▶ WHAT NEEDS TO BE DONE
Render the material below as a Markdown table with two columns, "Row" and "Line". Number each line and leave out the blank ones.

┌─ ITEMS

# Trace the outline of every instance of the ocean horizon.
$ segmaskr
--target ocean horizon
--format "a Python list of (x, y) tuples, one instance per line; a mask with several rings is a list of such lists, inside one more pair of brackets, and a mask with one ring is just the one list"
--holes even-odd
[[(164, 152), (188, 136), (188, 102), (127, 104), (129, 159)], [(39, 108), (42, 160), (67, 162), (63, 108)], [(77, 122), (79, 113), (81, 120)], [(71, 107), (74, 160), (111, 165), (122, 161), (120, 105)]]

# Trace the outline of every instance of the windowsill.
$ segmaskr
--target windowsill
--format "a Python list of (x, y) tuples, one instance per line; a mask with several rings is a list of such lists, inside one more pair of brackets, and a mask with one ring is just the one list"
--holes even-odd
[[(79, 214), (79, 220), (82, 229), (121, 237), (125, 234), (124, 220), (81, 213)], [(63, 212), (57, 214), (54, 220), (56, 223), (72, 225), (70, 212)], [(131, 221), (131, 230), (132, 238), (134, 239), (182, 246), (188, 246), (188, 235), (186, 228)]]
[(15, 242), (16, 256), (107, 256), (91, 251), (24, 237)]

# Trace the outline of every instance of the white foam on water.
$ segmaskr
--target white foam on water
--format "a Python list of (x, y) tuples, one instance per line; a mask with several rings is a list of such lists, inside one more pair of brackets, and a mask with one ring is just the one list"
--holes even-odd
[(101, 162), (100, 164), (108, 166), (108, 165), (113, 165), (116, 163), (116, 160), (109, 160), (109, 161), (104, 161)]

└─

▶ RESPONSE TO THE TASK
| Row | Line |
|---|---|
| 1 | # Trace the outline of every instance of the ocean horizon. |
| 2 | $ segmaskr |
| 3 | --target ocean horizon |
| 4 | --format "a Python list of (x, y) tuples, one instance per line; a mask with several rings is a list of such lists, inside one more pair of brackets, and a mask with one ring is just the one list" |
| 5 | --holes even-odd |
| 6 | [[(164, 152), (188, 136), (188, 102), (127, 104), (129, 159)], [(39, 108), (42, 160), (67, 162), (63, 108)], [(77, 122), (79, 113), (81, 120)], [(71, 107), (74, 160), (111, 165), (122, 161), (120, 105)]] |
| 7 | # Trace the outline of every instance of the windowsill. |
| 8 | $ segmaskr |
| 9 | --target windowsill |
| 10 | --format "a Python list of (x, y) tuples, one instance per line; a mask with several rings is a list of such lists, inside one more pair of brackets, and a mask with one ring is just the one list" |
| 11 | --holes even-odd |
| 12 | [[(79, 214), (79, 220), (82, 229), (121, 237), (125, 234), (124, 220), (81, 213)], [(63, 212), (57, 214), (54, 220), (56, 223), (72, 225), (70, 212)], [(131, 221), (131, 230), (132, 238), (134, 239), (182, 246), (188, 246), (188, 235), (186, 228)]] |
| 13 | [(15, 242), (16, 256), (107, 256), (91, 251), (24, 237)] |
| 14 | # Trace the outline of every instance of the white foam on water. |
| 15 | $ segmaskr |
| 16 | --target white foam on water |
| 17 | --format "a Python list of (x, y) tuples, one instance per line; a mask with several rings is a list of such lists, inside one more pair of brackets, and a mask with one ring is just the one list" |
| 18 | --holes even-odd |
| 19 | [(101, 162), (100, 164), (108, 166), (108, 165), (113, 165), (116, 163), (116, 160), (109, 160), (109, 161), (104, 161)] |